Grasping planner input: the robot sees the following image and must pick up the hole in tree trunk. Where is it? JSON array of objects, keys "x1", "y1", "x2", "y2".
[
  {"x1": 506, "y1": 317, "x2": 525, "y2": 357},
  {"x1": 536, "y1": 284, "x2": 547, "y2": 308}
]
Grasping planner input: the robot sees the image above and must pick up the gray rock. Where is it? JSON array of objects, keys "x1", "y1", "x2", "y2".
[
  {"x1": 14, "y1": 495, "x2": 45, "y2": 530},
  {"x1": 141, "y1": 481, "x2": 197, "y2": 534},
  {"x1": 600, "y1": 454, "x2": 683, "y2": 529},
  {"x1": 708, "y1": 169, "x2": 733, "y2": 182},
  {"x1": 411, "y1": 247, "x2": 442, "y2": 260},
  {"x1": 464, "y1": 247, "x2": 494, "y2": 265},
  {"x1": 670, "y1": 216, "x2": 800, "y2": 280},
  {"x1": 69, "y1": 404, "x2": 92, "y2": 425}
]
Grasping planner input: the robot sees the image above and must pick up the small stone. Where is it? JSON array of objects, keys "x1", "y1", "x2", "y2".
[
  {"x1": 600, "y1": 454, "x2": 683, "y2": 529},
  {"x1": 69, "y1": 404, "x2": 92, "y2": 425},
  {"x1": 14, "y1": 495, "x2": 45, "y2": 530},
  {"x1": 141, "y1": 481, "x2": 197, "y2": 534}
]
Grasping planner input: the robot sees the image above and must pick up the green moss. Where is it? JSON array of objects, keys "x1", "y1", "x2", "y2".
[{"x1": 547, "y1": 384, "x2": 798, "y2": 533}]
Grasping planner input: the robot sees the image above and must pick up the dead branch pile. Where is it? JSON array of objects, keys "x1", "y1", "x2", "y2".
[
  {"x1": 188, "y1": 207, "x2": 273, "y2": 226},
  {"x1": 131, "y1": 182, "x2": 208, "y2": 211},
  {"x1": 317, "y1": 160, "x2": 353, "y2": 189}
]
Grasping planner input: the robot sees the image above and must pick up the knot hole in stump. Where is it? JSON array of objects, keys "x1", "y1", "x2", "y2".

◆ ◆ ◆ ◆ ◆ ◆ ◆

Work out how many lines in the entries above contain the string "knot", with case counting. Reply with the number alone.

# The answer
1